* **WORK TO BE COMPLETED**: Please rewrite the entries that follow, swapping "drill" for "exercise" and keeping everything else the same. Leave the pictures out of your version.
━━━━━━━━━━━━━━━━━━━━
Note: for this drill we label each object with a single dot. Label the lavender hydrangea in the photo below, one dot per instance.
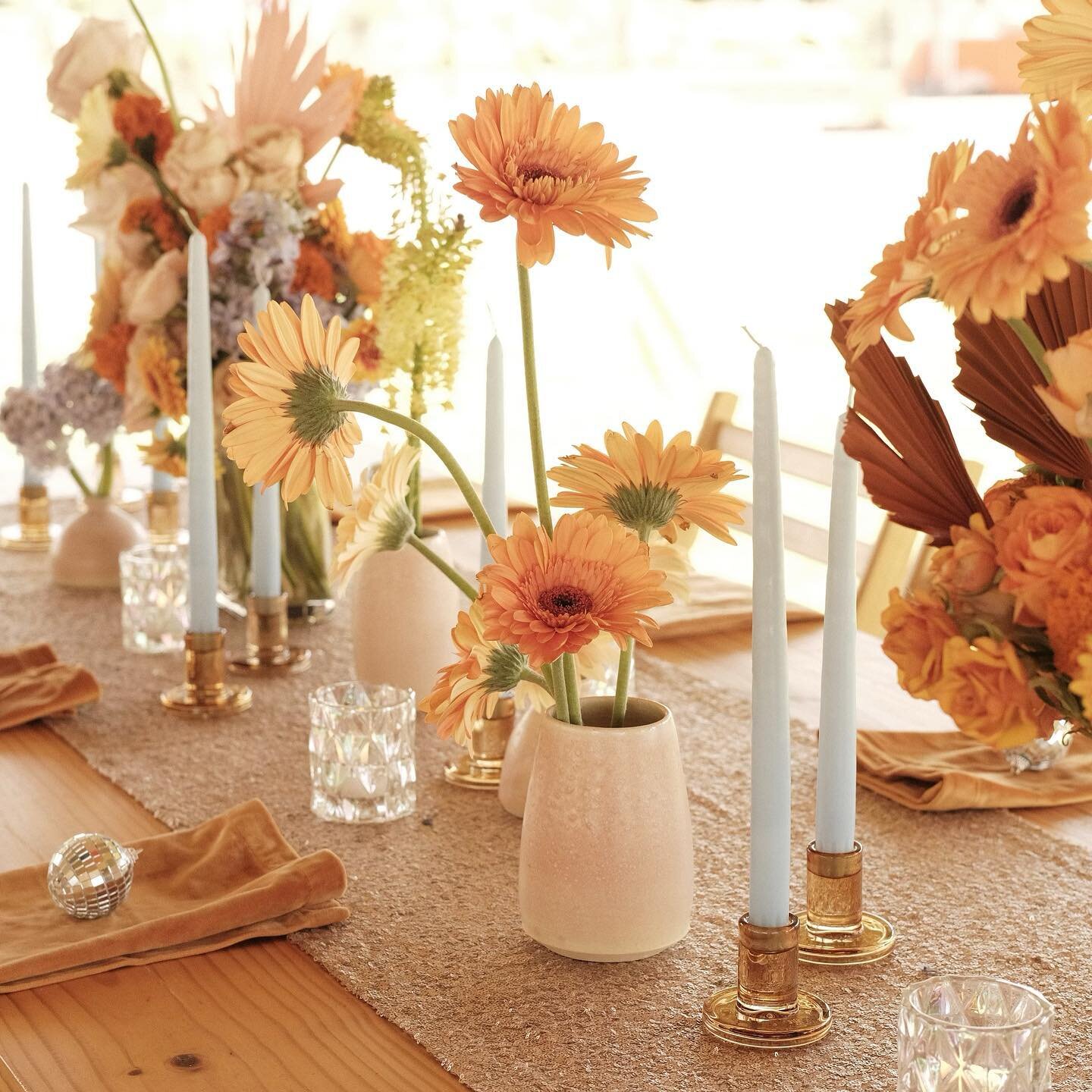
(259, 249)
(31, 422)
(84, 400)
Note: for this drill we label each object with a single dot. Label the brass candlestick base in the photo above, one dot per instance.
(767, 1010)
(34, 533)
(836, 930)
(163, 516)
(479, 767)
(268, 649)
(205, 692)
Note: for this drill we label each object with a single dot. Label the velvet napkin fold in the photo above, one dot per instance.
(33, 684)
(943, 771)
(196, 890)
━━━━━━━━━━━━━━━━━━━━
* **FULL SOLUTION**:
Note: for this exercise we label each object with a single dot. Label the lavender hydrangea in the photo below, one dot per instance.
(259, 249)
(31, 422)
(84, 400)
Note: for this exercise we label each object with a single dot. Label the brass candlestick base in the photo above, one dot per instance.
(767, 1010)
(34, 533)
(836, 930)
(163, 516)
(479, 767)
(268, 649)
(205, 692)
Note: for this exercise we label each object with a single dot. Label the velvet napkin fold in the photo above, one dot per instance.
(33, 684)
(943, 771)
(196, 890)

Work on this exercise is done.